══ AVAILABLE DATA ══

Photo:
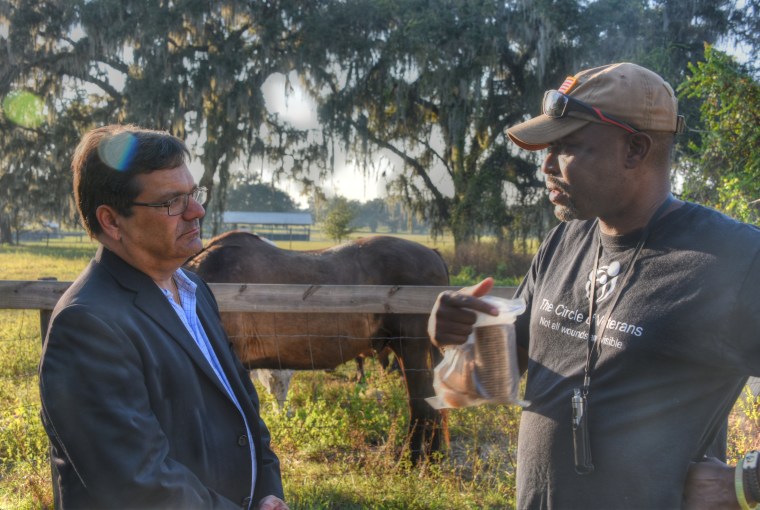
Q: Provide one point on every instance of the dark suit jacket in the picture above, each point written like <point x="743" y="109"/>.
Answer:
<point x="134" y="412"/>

═══
══ AVAILABLE DATA ══

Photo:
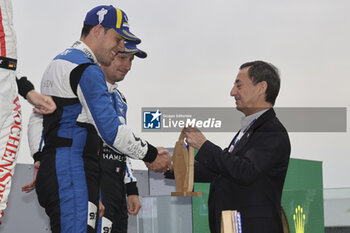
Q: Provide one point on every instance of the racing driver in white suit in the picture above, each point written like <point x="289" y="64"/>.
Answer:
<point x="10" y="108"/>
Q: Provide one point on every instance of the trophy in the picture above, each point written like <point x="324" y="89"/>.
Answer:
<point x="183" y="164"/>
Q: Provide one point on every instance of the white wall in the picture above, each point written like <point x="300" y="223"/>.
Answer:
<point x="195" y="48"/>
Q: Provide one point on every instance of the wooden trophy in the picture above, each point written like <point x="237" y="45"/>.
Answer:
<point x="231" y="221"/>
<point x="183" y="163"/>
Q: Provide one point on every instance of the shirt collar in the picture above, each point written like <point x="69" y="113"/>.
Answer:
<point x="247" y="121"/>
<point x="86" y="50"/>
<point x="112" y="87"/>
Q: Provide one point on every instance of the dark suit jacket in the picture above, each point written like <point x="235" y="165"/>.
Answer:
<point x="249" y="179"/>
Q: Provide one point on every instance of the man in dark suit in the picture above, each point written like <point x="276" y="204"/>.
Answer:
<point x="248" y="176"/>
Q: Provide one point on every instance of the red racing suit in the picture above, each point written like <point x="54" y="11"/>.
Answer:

═══
══ AVAILABLE DATA ══

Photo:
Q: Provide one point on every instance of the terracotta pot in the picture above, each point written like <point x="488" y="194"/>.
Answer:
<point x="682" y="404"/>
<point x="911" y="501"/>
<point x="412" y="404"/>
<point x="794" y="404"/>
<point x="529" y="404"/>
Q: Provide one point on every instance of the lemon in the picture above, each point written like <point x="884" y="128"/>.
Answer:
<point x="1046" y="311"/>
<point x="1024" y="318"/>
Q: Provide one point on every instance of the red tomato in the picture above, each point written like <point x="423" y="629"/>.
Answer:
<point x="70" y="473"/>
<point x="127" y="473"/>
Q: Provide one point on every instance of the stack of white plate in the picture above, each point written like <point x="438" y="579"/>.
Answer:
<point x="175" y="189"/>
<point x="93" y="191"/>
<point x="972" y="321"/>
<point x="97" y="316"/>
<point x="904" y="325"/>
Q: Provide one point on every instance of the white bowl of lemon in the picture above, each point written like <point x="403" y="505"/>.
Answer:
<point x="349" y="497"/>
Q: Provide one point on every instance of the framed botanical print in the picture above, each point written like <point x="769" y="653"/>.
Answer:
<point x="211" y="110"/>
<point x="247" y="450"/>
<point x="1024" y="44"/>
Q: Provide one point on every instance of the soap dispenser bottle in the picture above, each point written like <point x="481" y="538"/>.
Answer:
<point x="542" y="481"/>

═══

TASK DETAILS: How many of the lines in the listing hold "dark"? Only the number should be given.

WRITTEN REPLY: 3